### EXERCISE INSTRUCTIONS
Starting at the line that contains "When the pointer", print every remaining line of the entries, unchanged, and output nothing more.

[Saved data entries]
- Opening Delimiter -
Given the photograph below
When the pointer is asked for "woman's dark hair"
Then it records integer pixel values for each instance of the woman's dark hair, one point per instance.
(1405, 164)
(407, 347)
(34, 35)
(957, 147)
- Closing Delimiter -
### EXERCISE RESULT
When the pointer is asked for "woman's dark hair"
Then it records integer pixel values for each instance of the woman's dark hair, one point per instance.
(1405, 164)
(407, 347)
(34, 35)
(957, 147)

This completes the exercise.